» GIVEN INSTRUCTION:
Print verbatim the lines of the items below, starting with the line that contains "Where can you see the white arrow" and going on through the line that contains "<point>59,208</point>", including both of those lines.
======== DATASET CONTENT ========
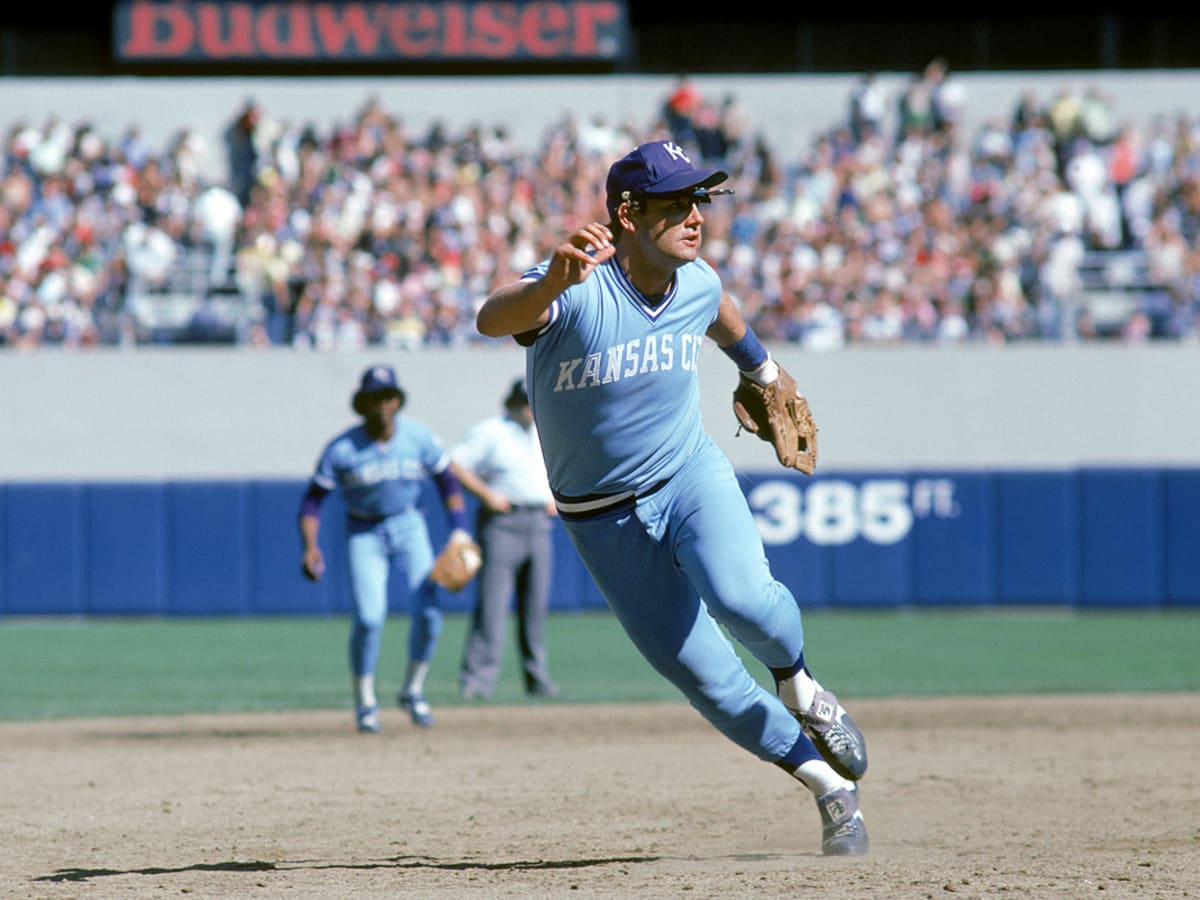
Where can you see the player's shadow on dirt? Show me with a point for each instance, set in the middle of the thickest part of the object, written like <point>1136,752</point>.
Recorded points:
<point>84,875</point>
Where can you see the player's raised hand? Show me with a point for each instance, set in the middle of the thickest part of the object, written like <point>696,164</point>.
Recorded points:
<point>577,257</point>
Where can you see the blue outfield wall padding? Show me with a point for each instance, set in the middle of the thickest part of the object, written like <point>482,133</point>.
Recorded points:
<point>1181,489</point>
<point>778,504</point>
<point>125,559</point>
<point>1091,538</point>
<point>277,585</point>
<point>1037,538</point>
<point>209,555</point>
<point>43,550</point>
<point>4,545</point>
<point>1122,546</point>
<point>954,538</point>
<point>869,523</point>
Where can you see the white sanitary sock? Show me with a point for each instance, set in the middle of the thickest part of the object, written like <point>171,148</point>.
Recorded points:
<point>364,691</point>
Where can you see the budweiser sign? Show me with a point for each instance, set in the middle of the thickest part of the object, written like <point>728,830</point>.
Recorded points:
<point>370,31</point>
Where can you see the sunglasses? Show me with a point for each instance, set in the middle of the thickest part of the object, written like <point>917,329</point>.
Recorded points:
<point>682,204</point>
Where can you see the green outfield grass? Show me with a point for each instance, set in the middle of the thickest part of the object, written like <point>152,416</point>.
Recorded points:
<point>71,667</point>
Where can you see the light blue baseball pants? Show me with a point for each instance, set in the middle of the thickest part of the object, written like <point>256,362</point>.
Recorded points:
<point>397,547</point>
<point>684,562</point>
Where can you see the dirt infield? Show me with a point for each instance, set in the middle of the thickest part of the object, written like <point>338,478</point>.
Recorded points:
<point>1044,797</point>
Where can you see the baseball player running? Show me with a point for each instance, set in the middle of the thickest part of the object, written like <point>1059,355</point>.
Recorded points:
<point>613,323</point>
<point>379,466</point>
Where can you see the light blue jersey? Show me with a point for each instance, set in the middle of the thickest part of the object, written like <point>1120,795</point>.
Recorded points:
<point>381,480</point>
<point>613,383</point>
<point>652,504</point>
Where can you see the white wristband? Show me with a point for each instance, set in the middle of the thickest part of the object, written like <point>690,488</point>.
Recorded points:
<point>766,373</point>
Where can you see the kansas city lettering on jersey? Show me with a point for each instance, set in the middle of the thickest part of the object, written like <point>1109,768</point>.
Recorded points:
<point>655,353</point>
<point>378,471</point>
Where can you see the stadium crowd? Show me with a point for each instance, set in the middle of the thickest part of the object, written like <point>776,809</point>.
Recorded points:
<point>895,226</point>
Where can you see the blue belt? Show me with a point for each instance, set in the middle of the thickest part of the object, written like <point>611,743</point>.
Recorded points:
<point>598,504</point>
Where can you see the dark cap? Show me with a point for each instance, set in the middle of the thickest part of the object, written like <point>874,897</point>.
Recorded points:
<point>660,167</point>
<point>517,395</point>
<point>377,379</point>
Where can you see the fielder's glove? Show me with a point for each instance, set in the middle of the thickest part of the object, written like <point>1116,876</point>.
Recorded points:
<point>457,563</point>
<point>778,413</point>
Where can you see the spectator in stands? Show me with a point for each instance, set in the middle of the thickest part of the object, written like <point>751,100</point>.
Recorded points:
<point>372,234</point>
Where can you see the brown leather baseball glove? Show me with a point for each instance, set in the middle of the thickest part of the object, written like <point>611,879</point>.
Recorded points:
<point>778,414</point>
<point>457,563</point>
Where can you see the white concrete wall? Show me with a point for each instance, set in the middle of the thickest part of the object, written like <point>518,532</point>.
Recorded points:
<point>153,414</point>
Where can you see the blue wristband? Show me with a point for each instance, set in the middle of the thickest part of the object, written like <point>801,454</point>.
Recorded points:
<point>747,353</point>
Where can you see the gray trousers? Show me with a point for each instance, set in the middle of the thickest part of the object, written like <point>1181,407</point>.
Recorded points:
<point>517,562</point>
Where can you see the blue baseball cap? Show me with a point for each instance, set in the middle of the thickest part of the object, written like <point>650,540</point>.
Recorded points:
<point>659,167</point>
<point>377,379</point>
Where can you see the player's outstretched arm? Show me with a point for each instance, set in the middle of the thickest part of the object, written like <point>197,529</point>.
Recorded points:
<point>525,305</point>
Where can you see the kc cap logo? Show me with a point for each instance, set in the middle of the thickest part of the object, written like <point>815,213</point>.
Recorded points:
<point>675,150</point>
<point>660,167</point>
<point>377,379</point>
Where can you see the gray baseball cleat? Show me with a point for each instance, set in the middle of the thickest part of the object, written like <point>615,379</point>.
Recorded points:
<point>835,736</point>
<point>843,829</point>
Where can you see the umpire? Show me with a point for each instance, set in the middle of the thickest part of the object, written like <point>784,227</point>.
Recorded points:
<point>499,461</point>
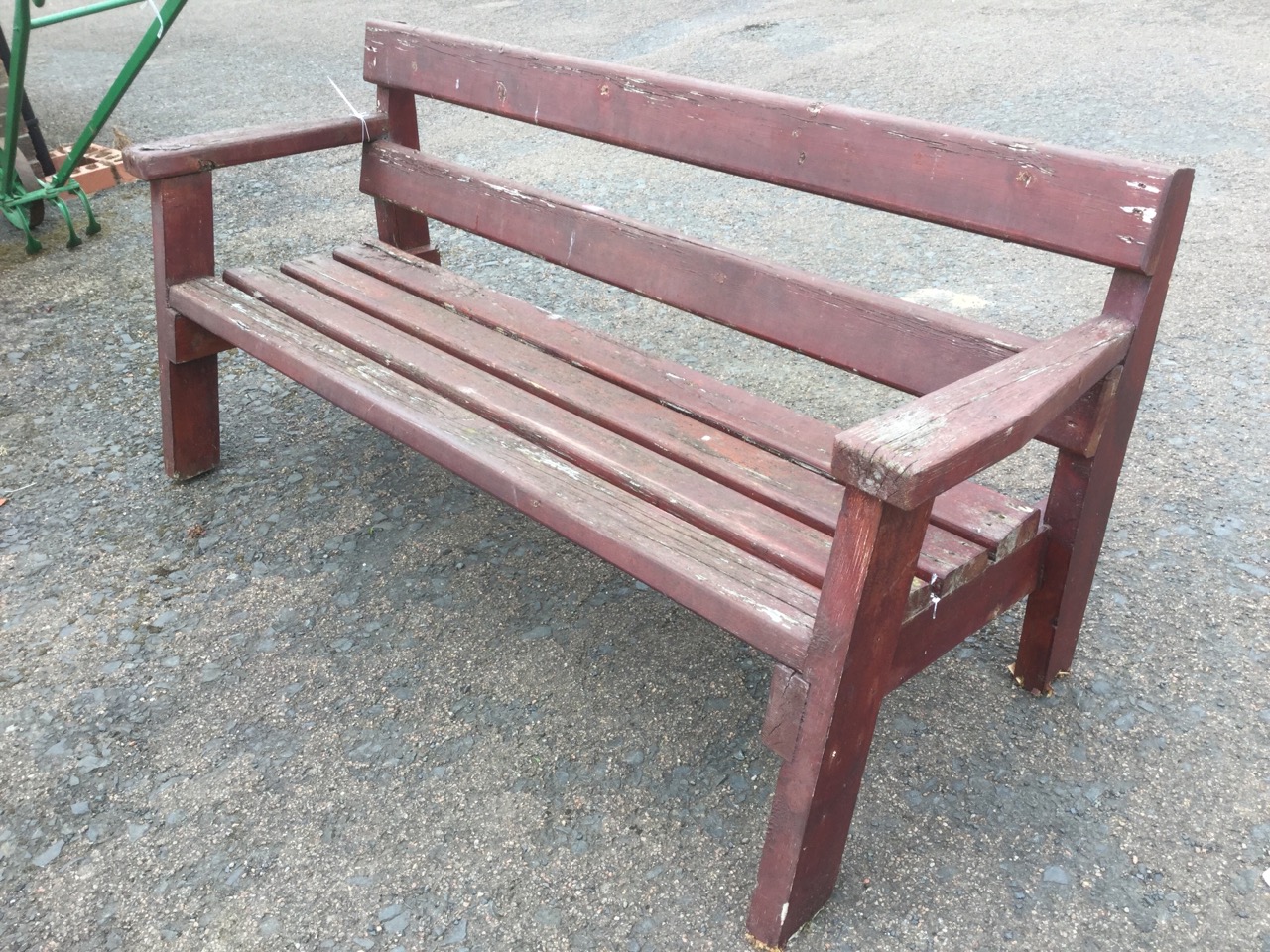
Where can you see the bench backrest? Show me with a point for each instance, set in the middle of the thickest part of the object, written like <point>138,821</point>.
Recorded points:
<point>1067,200</point>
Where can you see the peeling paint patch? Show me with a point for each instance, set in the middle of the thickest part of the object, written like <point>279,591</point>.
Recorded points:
<point>955,301</point>
<point>1147,214</point>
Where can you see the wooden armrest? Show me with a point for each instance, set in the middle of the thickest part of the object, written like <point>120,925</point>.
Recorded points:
<point>915,452</point>
<point>213,150</point>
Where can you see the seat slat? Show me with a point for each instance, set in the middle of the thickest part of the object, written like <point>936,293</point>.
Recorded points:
<point>698,499</point>
<point>784,485</point>
<point>1064,199</point>
<point>762,604</point>
<point>973,512</point>
<point>947,560</point>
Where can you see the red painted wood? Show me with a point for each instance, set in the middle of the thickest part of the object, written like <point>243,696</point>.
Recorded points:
<point>935,630</point>
<point>786,486</point>
<point>848,673</point>
<point>189,397</point>
<point>753,419</point>
<point>949,561</point>
<point>398,226</point>
<point>920,449</point>
<point>786,698</point>
<point>216,150</point>
<point>698,499</point>
<point>1064,199</point>
<point>985,517</point>
<point>905,345</point>
<point>761,604</point>
<point>1082,492</point>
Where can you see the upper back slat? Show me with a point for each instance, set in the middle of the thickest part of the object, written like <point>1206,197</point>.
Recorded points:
<point>1074,202</point>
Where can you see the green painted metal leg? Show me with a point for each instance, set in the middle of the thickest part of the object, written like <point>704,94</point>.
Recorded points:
<point>75,240</point>
<point>93,225</point>
<point>16,217</point>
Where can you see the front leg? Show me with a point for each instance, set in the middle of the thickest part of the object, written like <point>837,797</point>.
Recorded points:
<point>189,393</point>
<point>848,670</point>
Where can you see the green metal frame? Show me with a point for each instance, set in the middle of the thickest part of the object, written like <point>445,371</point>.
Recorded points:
<point>13,195</point>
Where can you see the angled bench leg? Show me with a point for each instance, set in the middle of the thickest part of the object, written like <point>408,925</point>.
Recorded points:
<point>182,212</point>
<point>865,590</point>
<point>398,226</point>
<point>1082,490</point>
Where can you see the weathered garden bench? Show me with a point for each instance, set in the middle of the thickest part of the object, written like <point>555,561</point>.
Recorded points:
<point>852,558</point>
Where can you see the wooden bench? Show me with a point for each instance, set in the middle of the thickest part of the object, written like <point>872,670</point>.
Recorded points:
<point>852,558</point>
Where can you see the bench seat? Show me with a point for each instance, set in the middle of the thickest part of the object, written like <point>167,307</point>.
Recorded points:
<point>853,557</point>
<point>715,497</point>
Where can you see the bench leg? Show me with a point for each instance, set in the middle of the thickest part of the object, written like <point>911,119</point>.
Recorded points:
<point>189,397</point>
<point>1082,490</point>
<point>1078,515</point>
<point>185,249</point>
<point>847,675</point>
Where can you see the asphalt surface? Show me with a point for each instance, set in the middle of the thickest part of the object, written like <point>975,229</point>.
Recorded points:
<point>330,697</point>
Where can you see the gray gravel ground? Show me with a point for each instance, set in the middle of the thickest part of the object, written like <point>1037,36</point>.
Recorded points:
<point>331,698</point>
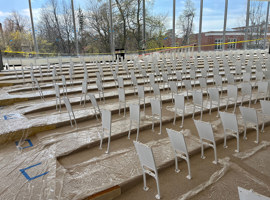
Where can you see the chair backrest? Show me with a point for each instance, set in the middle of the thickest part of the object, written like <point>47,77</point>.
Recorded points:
<point>218,80</point>
<point>99,85</point>
<point>140,89</point>
<point>145,155</point>
<point>232,91</point>
<point>121,93</point>
<point>214,94</point>
<point>67,104</point>
<point>106,118</point>
<point>197,98</point>
<point>263,87</point>
<point>173,86</point>
<point>179,101</point>
<point>57,91</point>
<point>177,140</point>
<point>156,107</point>
<point>230,79</point>
<point>178,76</point>
<point>152,79</point>
<point>134,110</point>
<point>203,83</point>
<point>265,105</point>
<point>205,130</point>
<point>84,87</point>
<point>156,90</point>
<point>93,100</point>
<point>229,121</point>
<point>120,81</point>
<point>249,115</point>
<point>246,77</point>
<point>246,89</point>
<point>187,84</point>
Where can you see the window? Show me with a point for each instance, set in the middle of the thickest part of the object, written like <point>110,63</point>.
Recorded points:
<point>233,45</point>
<point>218,43</point>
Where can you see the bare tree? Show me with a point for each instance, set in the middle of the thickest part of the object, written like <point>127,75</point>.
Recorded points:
<point>186,21</point>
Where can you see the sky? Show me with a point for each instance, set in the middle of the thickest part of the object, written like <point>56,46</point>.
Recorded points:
<point>213,11</point>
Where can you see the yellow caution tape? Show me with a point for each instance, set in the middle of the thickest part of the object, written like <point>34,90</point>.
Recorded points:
<point>153,49</point>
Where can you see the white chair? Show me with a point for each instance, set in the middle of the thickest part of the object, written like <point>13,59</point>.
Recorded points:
<point>197,102</point>
<point>214,97</point>
<point>120,81</point>
<point>180,149</point>
<point>230,127</point>
<point>179,78</point>
<point>265,106</point>
<point>148,164</point>
<point>39,89</point>
<point>70,111</point>
<point>246,91</point>
<point>106,118</point>
<point>262,90</point>
<point>249,116</point>
<point>100,89</point>
<point>206,135</point>
<point>232,96</point>
<point>173,88</point>
<point>165,79</point>
<point>230,79</point>
<point>134,110</point>
<point>246,77</point>
<point>188,87</point>
<point>141,95</point>
<point>122,99</point>
<point>64,84</point>
<point>156,112</point>
<point>179,104</point>
<point>218,83</point>
<point>58,97</point>
<point>94,104</point>
<point>156,91</point>
<point>203,85</point>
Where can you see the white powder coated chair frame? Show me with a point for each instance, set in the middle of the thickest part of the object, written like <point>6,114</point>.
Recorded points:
<point>64,84</point>
<point>100,89</point>
<point>122,100</point>
<point>179,79</point>
<point>197,102</point>
<point>134,110</point>
<point>58,97</point>
<point>206,135</point>
<point>106,119</point>
<point>246,91</point>
<point>232,92</point>
<point>156,112</point>
<point>94,104</point>
<point>188,86</point>
<point>173,88</point>
<point>265,105</point>
<point>120,81</point>
<point>179,104</point>
<point>262,90</point>
<point>214,97</point>
<point>70,111</point>
<point>148,164</point>
<point>230,127</point>
<point>39,89</point>
<point>141,95</point>
<point>249,115</point>
<point>180,149</point>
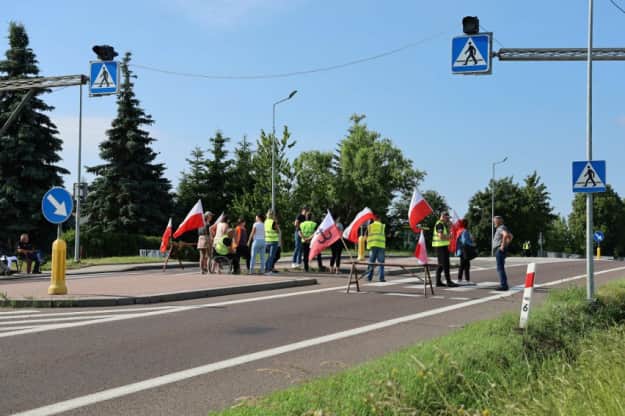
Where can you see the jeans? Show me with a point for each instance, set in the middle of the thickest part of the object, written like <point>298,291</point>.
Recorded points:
<point>500,256</point>
<point>271,258</point>
<point>258,248</point>
<point>297,252</point>
<point>376,255</point>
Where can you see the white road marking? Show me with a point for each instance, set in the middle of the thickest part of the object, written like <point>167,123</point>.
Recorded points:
<point>175,377</point>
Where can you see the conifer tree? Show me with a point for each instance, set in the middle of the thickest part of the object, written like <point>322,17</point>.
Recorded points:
<point>29,150</point>
<point>129,194</point>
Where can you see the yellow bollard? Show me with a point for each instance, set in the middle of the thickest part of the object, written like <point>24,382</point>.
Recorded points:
<point>361,247</point>
<point>57,281</point>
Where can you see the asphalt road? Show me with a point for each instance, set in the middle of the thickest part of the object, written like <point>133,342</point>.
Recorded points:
<point>191,357</point>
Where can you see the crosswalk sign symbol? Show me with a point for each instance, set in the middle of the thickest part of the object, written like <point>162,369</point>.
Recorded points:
<point>471,54</point>
<point>104,79</point>
<point>589,176</point>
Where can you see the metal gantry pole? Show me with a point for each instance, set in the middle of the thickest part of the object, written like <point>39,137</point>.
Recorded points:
<point>590,285</point>
<point>78,189</point>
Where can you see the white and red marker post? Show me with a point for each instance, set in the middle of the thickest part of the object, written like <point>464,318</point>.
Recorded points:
<point>527,295</point>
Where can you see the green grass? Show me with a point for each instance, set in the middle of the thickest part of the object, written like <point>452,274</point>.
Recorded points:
<point>564,364</point>
<point>71,264</point>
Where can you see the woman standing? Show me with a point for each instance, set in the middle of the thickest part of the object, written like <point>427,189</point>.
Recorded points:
<point>204,243</point>
<point>257,242</point>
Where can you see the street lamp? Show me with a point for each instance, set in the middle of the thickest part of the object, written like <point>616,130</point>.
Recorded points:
<point>492,202</point>
<point>273,151</point>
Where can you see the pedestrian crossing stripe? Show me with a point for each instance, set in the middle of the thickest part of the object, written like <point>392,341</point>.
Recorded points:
<point>589,178</point>
<point>470,53</point>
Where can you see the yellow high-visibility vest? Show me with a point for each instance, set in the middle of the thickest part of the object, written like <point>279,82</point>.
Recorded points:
<point>375,235</point>
<point>436,240</point>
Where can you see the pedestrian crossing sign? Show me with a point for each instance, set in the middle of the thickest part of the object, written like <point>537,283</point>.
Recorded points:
<point>471,54</point>
<point>589,176</point>
<point>104,78</point>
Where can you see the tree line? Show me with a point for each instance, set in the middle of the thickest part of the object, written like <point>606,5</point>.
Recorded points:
<point>131,196</point>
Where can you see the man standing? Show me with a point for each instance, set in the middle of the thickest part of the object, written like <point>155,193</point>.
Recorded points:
<point>297,252</point>
<point>376,242</point>
<point>440,243</point>
<point>501,241</point>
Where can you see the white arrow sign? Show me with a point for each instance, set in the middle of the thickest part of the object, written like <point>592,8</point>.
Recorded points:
<point>59,208</point>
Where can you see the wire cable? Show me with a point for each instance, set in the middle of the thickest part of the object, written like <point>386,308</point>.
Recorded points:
<point>295,73</point>
<point>617,6</point>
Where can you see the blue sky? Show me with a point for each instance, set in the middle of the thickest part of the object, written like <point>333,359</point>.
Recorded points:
<point>453,127</point>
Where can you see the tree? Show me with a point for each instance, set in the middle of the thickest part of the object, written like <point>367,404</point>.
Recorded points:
<point>29,150</point>
<point>193,185</point>
<point>129,194</point>
<point>372,171</point>
<point>608,216</point>
<point>217,167</point>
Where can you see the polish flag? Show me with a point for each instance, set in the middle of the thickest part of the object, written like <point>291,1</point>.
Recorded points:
<point>327,233</point>
<point>419,209</point>
<point>351,232</point>
<point>193,220</point>
<point>421,252</point>
<point>166,237</point>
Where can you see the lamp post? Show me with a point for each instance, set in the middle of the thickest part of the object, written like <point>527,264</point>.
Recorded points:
<point>273,151</point>
<point>492,202</point>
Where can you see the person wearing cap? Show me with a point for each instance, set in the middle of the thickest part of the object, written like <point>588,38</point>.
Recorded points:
<point>440,242</point>
<point>204,242</point>
<point>297,251</point>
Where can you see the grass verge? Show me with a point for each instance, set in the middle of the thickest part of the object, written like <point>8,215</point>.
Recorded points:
<point>563,364</point>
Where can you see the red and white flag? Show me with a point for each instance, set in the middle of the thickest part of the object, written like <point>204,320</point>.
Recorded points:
<point>327,233</point>
<point>193,220</point>
<point>351,232</point>
<point>421,252</point>
<point>166,237</point>
<point>419,209</point>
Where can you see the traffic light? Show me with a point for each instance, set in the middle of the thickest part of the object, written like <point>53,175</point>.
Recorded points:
<point>105,52</point>
<point>470,25</point>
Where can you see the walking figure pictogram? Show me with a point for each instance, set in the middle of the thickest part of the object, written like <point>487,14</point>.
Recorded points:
<point>471,52</point>
<point>590,176</point>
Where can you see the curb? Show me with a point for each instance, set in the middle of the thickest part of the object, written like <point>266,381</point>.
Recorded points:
<point>157,298</point>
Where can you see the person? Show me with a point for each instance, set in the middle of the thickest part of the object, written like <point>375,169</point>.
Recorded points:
<point>307,231</point>
<point>297,251</point>
<point>240,242</point>
<point>464,240</point>
<point>376,243</point>
<point>337,249</point>
<point>29,254</point>
<point>526,248</point>
<point>501,242</point>
<point>440,243</point>
<point>204,242</point>
<point>272,239</point>
<point>256,240</point>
========
» RESULT OF THE TASK:
Where can you see the white arrow sign? Show me with a point for each instance, set in the middle of the thickest part of the object, written like <point>592,8</point>.
Recorded points:
<point>59,208</point>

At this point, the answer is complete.